**Exercise directions:** Lines from the one with "dingo's snout, the" through the end of the listing below are to be retyped exactly.
------------------------
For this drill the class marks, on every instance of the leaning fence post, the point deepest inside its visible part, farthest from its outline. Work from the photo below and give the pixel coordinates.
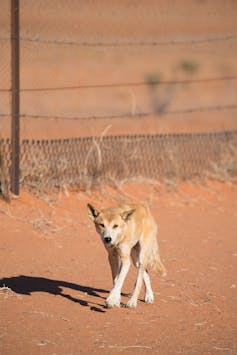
(15, 121)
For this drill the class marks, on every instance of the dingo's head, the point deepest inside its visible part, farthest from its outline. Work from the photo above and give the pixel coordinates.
(110, 223)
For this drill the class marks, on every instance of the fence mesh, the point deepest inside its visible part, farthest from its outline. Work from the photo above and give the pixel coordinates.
(87, 162)
(95, 75)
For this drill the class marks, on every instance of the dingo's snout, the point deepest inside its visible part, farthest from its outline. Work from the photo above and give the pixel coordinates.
(107, 240)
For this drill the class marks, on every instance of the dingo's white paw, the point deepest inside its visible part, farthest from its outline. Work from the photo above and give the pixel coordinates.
(112, 301)
(131, 303)
(149, 298)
------------------------
**Answer to this exercise:**
For this drill the class marks, on every instance of the dingo's snout, the point deepest inside its visible part, farthest from its outline. Work from the photo above and give the pixel coordinates.
(107, 240)
For this drill the class marks, on every instance of the dingo's white paw, the point deepest inside its visible part, farthest from its outline. Work from the photo above and give the pixel coordinates.
(112, 301)
(131, 303)
(149, 298)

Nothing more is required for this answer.